#### [Listed entries]
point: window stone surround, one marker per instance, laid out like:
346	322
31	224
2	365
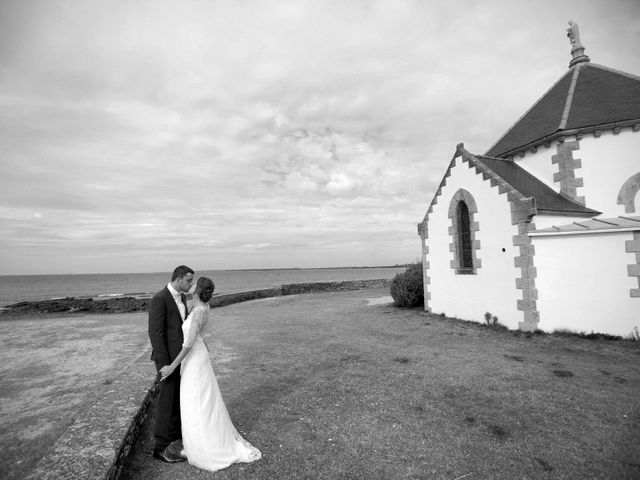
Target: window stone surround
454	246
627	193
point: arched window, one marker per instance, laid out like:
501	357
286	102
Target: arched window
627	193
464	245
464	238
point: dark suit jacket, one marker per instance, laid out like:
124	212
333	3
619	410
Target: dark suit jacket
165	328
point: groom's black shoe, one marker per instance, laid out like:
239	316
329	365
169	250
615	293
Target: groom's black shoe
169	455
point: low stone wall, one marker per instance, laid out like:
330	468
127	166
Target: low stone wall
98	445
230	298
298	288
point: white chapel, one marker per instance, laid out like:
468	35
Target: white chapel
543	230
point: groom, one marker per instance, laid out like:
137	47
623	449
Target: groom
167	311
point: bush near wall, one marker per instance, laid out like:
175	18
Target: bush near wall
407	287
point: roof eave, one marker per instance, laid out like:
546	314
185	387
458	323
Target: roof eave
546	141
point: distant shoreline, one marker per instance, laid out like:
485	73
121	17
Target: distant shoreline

#### [Set problem]
Rewrite the records from the line containing "point: groom's black" through the end of the records, replacing "chapel" with "church" and leaving everything else unchanged.

#### [Written answer]
point: groom's black shoe, one marker per instance, laid out like:
239	316
329	365
169	250
615	293
Target: groom's black shoe
169	455
point: low stone wall, one marker per instance, laid out like:
330	468
127	166
Target: low stone wall
98	445
230	298
298	288
point: white church, one marker per instance, laid out like:
468	35
Target: white church
543	230
point: groom, one marker per instance, laid out like:
137	47
623	449
Target: groom
167	311
point: bush near wall, one marker per instance, laid out like:
175	18
Target: bush near wall
407	287
point: roof eave, one marker per instance, laid out like:
546	314
185	387
458	323
Target: roof eave
546	141
point: distant shoreline, one marker per instance, laid out like:
485	73
121	17
Target: distant shoreline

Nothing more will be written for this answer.